State how many lines in the rows below contain the string "rocky", giving only that number.
============================================================
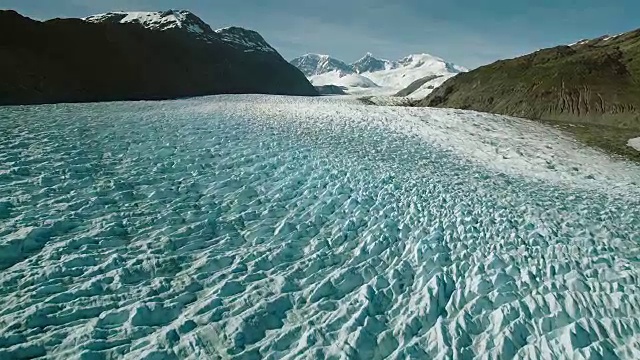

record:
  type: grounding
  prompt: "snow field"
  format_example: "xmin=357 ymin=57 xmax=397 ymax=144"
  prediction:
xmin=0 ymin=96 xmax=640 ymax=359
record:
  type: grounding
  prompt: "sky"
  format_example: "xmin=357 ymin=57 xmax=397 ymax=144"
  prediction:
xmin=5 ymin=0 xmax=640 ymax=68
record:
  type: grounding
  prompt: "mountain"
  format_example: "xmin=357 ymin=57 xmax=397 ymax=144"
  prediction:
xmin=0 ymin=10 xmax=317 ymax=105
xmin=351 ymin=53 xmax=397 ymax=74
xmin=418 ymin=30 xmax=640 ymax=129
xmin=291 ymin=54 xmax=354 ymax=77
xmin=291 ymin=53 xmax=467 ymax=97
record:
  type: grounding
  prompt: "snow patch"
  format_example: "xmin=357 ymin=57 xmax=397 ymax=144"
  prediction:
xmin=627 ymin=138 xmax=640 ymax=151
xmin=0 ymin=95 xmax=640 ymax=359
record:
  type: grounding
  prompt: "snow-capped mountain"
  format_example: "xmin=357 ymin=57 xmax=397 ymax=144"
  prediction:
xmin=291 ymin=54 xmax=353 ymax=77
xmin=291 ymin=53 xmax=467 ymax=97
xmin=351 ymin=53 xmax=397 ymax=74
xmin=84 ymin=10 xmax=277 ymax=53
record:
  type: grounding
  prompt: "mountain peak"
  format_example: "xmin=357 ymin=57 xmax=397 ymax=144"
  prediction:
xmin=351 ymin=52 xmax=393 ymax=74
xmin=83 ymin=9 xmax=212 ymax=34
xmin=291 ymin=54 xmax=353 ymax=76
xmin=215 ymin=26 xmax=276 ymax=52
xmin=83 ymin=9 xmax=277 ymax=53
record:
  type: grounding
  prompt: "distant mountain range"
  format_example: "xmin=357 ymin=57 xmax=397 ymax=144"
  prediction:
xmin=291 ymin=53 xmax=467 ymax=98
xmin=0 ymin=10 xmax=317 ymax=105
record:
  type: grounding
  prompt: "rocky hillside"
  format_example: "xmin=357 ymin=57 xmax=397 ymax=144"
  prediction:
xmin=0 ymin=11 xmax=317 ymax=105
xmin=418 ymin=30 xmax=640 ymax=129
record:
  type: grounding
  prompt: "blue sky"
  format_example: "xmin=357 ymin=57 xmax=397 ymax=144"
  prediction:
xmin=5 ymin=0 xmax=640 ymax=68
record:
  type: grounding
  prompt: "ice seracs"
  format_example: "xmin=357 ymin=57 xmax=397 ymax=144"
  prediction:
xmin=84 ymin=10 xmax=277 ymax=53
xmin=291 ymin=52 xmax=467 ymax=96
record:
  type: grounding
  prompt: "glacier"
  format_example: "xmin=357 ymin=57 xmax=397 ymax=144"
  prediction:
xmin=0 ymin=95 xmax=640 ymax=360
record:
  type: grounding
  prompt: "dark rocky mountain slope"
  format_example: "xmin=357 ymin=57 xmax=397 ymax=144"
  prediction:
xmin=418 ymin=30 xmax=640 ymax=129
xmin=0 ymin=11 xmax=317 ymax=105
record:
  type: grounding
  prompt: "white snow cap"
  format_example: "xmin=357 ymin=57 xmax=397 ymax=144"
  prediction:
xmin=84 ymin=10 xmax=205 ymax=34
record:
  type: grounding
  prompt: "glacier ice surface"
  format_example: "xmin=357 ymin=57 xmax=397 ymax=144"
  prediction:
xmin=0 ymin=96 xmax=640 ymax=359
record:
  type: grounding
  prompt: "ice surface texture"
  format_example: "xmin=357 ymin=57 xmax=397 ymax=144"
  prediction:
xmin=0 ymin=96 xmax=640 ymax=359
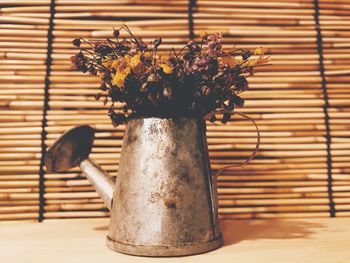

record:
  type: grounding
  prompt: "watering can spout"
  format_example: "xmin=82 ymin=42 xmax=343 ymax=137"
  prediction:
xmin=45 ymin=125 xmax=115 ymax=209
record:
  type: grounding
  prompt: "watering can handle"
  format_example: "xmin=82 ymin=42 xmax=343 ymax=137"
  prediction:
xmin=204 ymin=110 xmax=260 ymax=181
============================================================
## Response to this task
2